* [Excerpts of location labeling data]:

☆ ☆ ☆ ☆ ☆ ☆ ☆

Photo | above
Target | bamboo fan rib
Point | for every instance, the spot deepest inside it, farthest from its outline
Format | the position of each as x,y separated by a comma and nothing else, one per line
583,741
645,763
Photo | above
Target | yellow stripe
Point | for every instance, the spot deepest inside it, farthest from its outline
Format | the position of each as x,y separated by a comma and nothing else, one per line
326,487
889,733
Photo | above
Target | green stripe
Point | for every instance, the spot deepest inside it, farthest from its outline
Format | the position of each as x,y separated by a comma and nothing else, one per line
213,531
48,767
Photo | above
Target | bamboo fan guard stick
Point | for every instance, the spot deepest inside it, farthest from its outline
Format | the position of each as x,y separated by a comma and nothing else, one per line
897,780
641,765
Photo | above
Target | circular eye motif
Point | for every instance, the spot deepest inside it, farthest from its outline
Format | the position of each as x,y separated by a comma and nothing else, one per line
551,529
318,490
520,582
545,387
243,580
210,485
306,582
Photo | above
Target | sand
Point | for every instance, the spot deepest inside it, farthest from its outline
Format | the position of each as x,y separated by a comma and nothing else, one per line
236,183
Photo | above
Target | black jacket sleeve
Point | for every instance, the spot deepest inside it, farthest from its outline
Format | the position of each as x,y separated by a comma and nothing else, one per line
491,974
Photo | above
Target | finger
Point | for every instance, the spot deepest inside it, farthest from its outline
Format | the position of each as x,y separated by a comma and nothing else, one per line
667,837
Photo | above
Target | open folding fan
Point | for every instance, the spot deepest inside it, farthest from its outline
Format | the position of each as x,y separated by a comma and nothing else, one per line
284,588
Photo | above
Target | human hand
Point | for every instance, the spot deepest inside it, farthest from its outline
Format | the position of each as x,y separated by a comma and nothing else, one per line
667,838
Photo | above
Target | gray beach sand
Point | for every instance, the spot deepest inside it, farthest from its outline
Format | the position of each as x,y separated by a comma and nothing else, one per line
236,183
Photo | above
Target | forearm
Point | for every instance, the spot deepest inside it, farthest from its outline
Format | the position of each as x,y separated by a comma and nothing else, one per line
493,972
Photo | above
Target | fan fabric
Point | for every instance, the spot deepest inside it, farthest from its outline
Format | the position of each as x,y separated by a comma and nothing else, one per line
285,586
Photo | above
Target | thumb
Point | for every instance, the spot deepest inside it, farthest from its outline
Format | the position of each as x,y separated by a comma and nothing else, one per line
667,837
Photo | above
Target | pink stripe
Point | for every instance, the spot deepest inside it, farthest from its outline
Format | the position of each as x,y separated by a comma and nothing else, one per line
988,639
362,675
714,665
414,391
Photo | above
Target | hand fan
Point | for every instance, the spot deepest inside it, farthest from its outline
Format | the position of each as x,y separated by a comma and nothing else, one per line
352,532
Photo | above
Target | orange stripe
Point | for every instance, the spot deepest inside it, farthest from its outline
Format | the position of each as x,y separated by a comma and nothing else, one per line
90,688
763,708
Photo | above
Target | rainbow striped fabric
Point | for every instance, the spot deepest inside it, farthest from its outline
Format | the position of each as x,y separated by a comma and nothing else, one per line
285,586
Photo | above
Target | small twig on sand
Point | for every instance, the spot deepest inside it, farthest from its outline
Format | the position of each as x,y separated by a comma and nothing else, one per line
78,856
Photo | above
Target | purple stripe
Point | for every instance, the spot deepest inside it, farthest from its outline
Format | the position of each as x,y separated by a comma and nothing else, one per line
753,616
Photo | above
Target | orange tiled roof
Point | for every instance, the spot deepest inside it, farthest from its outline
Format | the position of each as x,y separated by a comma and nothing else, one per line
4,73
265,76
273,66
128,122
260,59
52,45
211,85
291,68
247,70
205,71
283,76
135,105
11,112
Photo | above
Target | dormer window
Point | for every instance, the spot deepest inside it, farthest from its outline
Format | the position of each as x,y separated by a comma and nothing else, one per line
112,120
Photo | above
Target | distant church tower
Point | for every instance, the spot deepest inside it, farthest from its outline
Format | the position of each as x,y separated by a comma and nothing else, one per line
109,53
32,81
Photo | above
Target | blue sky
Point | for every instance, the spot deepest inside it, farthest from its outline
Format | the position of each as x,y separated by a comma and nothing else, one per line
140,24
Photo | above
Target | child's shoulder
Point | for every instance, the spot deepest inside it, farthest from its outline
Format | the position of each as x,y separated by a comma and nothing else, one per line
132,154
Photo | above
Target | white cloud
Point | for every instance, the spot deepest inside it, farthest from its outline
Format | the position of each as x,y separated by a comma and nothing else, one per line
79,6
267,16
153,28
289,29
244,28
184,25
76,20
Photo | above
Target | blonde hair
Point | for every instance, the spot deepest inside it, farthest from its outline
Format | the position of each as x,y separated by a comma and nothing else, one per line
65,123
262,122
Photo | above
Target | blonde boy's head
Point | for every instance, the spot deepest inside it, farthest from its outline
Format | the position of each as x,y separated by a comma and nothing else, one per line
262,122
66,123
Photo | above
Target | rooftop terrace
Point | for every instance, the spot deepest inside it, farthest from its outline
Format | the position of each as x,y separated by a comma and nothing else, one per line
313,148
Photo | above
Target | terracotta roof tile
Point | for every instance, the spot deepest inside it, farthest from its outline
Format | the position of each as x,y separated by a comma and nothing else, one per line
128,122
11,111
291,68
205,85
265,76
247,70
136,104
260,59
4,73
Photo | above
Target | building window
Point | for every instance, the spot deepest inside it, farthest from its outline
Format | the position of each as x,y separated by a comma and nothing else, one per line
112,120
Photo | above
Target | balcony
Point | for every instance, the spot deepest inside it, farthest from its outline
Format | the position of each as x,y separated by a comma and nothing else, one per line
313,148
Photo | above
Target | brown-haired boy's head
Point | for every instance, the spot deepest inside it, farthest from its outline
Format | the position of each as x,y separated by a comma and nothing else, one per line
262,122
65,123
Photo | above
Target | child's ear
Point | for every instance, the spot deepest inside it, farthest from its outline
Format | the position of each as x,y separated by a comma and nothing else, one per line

☆ ☆ ☆ ☆ ☆ ☆ ☆

* [Work to do]: Word for word, write out the data.

* [In response]:
Photo | above
Target | bamboo fan rib
Point | for every instance, the spot deepest inside it, farthest from its outline
Format | the position of each as x,y separated by a comma and nothing else, one per line
583,741
645,763
Photo | above
Target | yellow stripe
Point | for every instance, the spot deepest inside it, farthest from its outline
Format | the position of each as x,y separated by a comma and nothing else, one per line
326,487
889,733
Photo | above
Target | green stripe
Point | for every instance, the spot deepest inside it, farthest from its outline
Format | the position of each as x,y separated by a comma and nothing else, one per line
213,531
48,767
Photo | above
Target | bamboo fan guard stick
Point | for every instance, the spot deepest inside it, farthest from its outline
Format | the position of each as x,y separated by a comma and nothing else, one per line
897,780
641,765
Photo | above
Target | circular eye motif
Point | for every instance, the spot deepest inside it, farthest from its outline
Format | the position of each as x,y separated by a comma and nothing else, one per line
551,529
318,490
520,582
545,387
243,580
210,485
306,582
Photo | above
Target | sand
Point | for every instance, the spot deepest inside it, farthest from its outline
Format | the position of each as x,y separated by a comma and nothing else, one per line
236,183
Photo | above
Target | black jacket sleeve
Point | for every instance, the spot deepest inside it, farthest from its outline
Format | the position of each as x,y separated by a comma and nothing else, one per line
491,974
Photo | above
Target | finger
Point | for every instance, the spot deepest inside it, farthest from its outline
Format | the position of each as x,y separated by a comma and nothing else, one per line
667,837
Photo | above
Target | open folding fan
Point | for every instance, the spot deepest inside it, farthest from its outline
Format | the position of each as x,y separated by a comma and nothing else, one per line
284,588
Photo | above
Target | human hand
Point | for every instance, the spot deepest inside it, farthest from its outline
Format | the position of each as x,y separated by a comma and nothing else, one per line
667,838
Photo | above
Target | gray beach sand
Point | for every instance, the spot deepest inside it, farthest from its outline
Format | the position of each as x,y separated by a comma and nothing else, one per line
236,183
Photo | above
Target | forearm
Point | for every instance, the spot deepest inside it, farthest from its outline
Format | the position of each as x,y separated by a comma and nothing else, one per line
493,972
Photo | above
Target | fan fabric
Point | for every instance, the spot deepest inside it, farthest from its outline
Format | the position of each as x,y separated by a comma and nothing else, one per line
285,586
Photo | above
Target | thumb
Point | for every instance, the spot deepest inside it, farthest from its outline
Format | the position of each as x,y separated by a comma and nothing else, one per line
667,837
Photo | above
Target | pink stripe
Point | for every instance, the spot deepest inside it, farthest from its outline
Format | the position of each as x,y separated by a comma and nothing else, one per line
988,639
362,675
714,665
414,391
Photo | above
Target | hand fan
Point | for every instance, the spot deepest inside it, farthest from its outline
Format | the position of each as x,y separated by a comma and nothing else, one per line
352,532
Photo | above
Target | orange stripe
Point | for every instance, the spot deepest inside it, farthest from its outline
Format | the position of each as x,y separated by a comma and nothing else, one per line
90,688
763,708
Photo | above
Target | rainbow striped fabric
Point | for every instance, the spot deepest inside it, farthest from its outline
Format | the position of each as x,y separated by a comma and nothing else, one per line
285,586
Photo | above
Target | small twig on sand
Point | for every instance, the spot deepest inside it, farthest from its outline
Format | the position of each as x,y separated by a comma and nothing else, one per line
78,856
Photo | above
Target | purple stripe
Point | for every instance, the spot deepest inside it, farthest from its outline
Format | the position of each as x,y separated by a comma and nothing else, one per line
753,616
Photo | above
Target | orange tiled roof
Point | for every instance, the spot deepest inside it, farthest from its outline
Format | the position of each as x,y separated by a comma and nothing else, one per line
4,73
265,76
273,66
128,122
260,59
52,45
211,85
291,68
247,70
205,71
283,76
135,105
11,112
Photo | above
Target | dormer window
Point | for every instance, the spot deepest inside it, farthest from its outline
Format | the position of each as x,y separated by a comma and nothing else, one per line
112,120
Photo | above
Target | distant church tower
Point | for every instance, the spot deepest inside it, farthest from its outline
Format | the position of each as x,y separated by a comma and nothing else, one per line
109,53
32,81
Photo | above
Target | blue sky
Point | for every instance, the spot deepest inside it, farthest from its outline
Format | the position of each as x,y separated by a comma and nothing else, one per line
140,24
Photo | above
Target | child's shoulder
Point | for every instance, the spot deepest inside it, farthest from its outline
Format | the position of each as x,y separated by a comma and nothing else, one per line
132,154
Photo | above
Target | white cloud
Point | for every instance, the spot deepest inside it, farthest from its outline
Format | the position of each as x,y separated by a comma and nothing else, one per line
79,6
267,16
153,28
289,29
244,28
184,25
76,20
Photo | above
Target | blonde hair
Point | for every instance, the spot deepest inside it, farthest from its outline
Format | the position of each as x,y separated by a comma and nothing else, one per line
65,123
262,122
Photo | above
Target | blonde boy's head
Point | for every instance, the spot deepest inside it, farthest from its outline
Format | the position of each as x,y separated by a comma and nothing else, one per line
262,122
66,123
Photo | above
Target | rooftop terrace
Point | for every instance, the spot deepest inside it, farthest from its outline
Format | the position of each as x,y separated by a comma and nothing else, one per line
313,148
Photo | above
Target | terracotta roof tile
Point | for every instance, the spot deepest inside it, farthest from its outline
Format | the position of each as x,y separated by a comma and nothing else, one per line
128,122
11,111
291,68
205,85
265,76
247,70
136,104
260,59
4,73
Photo | above
Target | building window
Point | for every instance, the spot deepest inside it, farthest from its outline
Format | the position of each as x,y separated by a comma and nothing else, one per line
112,120
Photo | above
Target | balcony
Point | for every instance, the spot deepest inside it, farthest from its outline
Format | the position of each as x,y separated by a comma and nothing else, one per line
313,148
Photo | above
Target | brown-haired boy's head
Point | for every instance, the spot deepest inside it, farthest from its outline
Format | the position of each as x,y separated by a comma and nothing else, one per line
262,122
65,123
Photo | above
Target | child's ear
Point | for every instance, the spot deepest inside it, farthest from its outline
Format | the position of each as x,y separated by a comma and nothing else, one per line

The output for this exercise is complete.